What it is not measuring is considerably more consequential. It is not measuring the hiring decisions made by an AI screening system that produced discriminatory outcomes for the applicants who never received a response and never filed a complaint. It is not measuring the procurement approvals influenced by an AI forecasting model that consistently undervalued vendor risk in ways that did not produce a single flagged transaction, but gradually concentrated the organization’s supply chain exposure in ways that will only become visible during the next disruption. It is not measuring the financial planning outputs generated by a model trained on historical data that systematically excluded the market conditions most relevant to the current environment.

The following table illustrates the structural gap between what standard AI risk frameworks capture and what their architecture is designed to miss.

Risk CategoryWhat Current Frameworks MeasureWhat Current Frameworks Miss
Model Output ErrorsFlagged incidents post-deploymentSystematic bias in unflagged outputs across the full decision population
COTS AI BehaviorVendor SLA compliance metricsAI decision logic embedded within purchased systems such as Workday, SAP, and Salesforce
Agentic ActionsCompleted and logged transactionsNear-misses, unauthorized attempts, and goal-drift episodes that left no audit trail
Training Data QualityData lineage documentationSynthetic data contamination and progressive model drift below detection thresholds
Shadow AI UsageIT-sanctioned tool inventoryDepartmental deployments outside governance scope, now cited by 76% of organizations as a definite or probable problem
Regulatory ExposureKnown compliance breachesLatent liability in unaudited workflows and COTS-embedded AI decision-making
Insurance CoveragePolicy terms as originally writtenExclusion clauses activated by AI deployment that narrowed or eliminated coverage retroactively

The pattern across every row is identical. The framework measures the returning aircraft. The most consequential risk lives in the category that never made it back to the dataset.

The Three Survivorship Biases Distorting Your AI Risk Picture

The Incident Reporting Bias

Enterprise AI risk registers are populated by incidents that were detected, attributed to AI, and escalated through existing reporting channels. Each of these conditions is a filter, and each filter removes a category of risk from the visible dataset. Detection requires that someone or some system notice the anomaly. Attribution requires that the anomaly was connected to an AI system rather than a human decision or a process failure. Escalation requires that the person who noticed it had both the organizational standing to raise it and the incentive to do so.

The Gallagher Re and MIT research published in early 2026 documented a 978 percent increase in generative AI-related lawsuits between 2020 and 2025, with AI-related litigation surging a further 140 percent in 2025 alone. That figure represents the incidents that cleared all three filters, were pursued by plaintiffs with sufficient resources and evidence, and resulted in formal legal action. The denominator of that fraction, the total universe of AI-related harms that did not clear all three filters, is not in any dataset that enterprise risk managers are currently consulting. IBM’s 2026 X-Force Threat Intelligence Index adds a further dimension: 31 percent of organizations do not know whether they experienced an AI security breach in the past 12 months. The absence of an incident report is not evidence of an absence of incidents. It is evidence of an absence of detection.

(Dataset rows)
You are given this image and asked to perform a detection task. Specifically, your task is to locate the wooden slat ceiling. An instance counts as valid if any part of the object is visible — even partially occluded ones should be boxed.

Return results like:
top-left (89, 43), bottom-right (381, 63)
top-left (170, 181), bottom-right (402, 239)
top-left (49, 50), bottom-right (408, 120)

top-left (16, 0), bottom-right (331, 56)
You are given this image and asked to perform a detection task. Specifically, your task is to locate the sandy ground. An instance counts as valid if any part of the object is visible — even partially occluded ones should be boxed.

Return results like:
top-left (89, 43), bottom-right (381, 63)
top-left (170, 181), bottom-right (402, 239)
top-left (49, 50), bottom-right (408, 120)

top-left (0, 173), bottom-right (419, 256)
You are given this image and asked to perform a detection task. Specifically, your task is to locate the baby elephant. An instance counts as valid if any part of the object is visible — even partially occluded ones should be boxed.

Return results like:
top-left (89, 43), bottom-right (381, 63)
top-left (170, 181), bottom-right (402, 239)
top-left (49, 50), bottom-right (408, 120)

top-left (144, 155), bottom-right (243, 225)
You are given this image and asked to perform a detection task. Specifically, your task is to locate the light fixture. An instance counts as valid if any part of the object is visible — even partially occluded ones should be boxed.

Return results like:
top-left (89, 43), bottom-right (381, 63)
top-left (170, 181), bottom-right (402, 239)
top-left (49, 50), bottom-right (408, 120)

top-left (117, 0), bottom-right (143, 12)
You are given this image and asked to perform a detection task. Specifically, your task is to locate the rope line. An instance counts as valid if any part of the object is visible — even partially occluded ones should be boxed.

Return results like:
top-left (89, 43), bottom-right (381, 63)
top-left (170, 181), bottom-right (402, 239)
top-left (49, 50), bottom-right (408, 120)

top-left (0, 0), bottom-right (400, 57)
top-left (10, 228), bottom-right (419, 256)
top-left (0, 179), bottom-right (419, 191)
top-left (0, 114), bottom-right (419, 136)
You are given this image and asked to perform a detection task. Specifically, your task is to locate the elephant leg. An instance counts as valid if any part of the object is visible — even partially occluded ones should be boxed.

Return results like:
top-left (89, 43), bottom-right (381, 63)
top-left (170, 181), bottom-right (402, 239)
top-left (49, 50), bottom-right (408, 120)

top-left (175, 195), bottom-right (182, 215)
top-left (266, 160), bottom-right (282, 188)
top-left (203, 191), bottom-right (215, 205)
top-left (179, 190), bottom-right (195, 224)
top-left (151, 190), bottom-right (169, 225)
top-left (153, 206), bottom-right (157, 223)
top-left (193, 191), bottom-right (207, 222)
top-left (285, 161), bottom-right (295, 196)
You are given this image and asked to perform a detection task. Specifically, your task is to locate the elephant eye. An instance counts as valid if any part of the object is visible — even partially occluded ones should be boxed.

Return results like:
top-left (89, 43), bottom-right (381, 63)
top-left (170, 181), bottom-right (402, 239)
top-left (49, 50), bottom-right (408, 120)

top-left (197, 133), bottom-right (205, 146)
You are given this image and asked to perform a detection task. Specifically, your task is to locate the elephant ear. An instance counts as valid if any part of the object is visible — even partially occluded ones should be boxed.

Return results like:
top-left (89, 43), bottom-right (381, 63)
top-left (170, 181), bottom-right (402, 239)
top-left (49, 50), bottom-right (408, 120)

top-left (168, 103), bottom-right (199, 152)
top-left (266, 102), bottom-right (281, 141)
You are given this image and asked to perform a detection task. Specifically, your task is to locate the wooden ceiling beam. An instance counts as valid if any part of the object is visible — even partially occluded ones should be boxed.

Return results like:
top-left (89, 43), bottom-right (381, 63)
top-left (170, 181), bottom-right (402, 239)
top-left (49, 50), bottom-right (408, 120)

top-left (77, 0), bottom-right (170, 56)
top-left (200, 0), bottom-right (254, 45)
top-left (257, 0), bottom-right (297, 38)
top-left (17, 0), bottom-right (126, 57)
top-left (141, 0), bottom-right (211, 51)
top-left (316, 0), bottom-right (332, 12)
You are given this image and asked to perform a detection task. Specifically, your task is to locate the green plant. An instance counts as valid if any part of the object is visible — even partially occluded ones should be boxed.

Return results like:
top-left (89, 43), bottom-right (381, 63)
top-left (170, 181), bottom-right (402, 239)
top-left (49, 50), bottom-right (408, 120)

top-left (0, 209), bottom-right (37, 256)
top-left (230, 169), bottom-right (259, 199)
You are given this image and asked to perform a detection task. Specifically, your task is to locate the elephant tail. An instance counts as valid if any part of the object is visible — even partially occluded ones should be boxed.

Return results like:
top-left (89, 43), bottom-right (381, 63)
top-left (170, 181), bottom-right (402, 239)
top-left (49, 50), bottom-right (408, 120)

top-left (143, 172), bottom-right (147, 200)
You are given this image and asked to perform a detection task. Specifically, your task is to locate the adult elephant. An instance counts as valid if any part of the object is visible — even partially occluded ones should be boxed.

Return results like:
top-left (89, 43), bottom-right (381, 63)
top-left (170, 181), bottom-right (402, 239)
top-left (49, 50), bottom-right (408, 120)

Task description: According to the passage on AI risk frameworks, what percentage of organizations do not know whether they experienced an AI security breach in the past 12 months?

Exercise response: 31 percent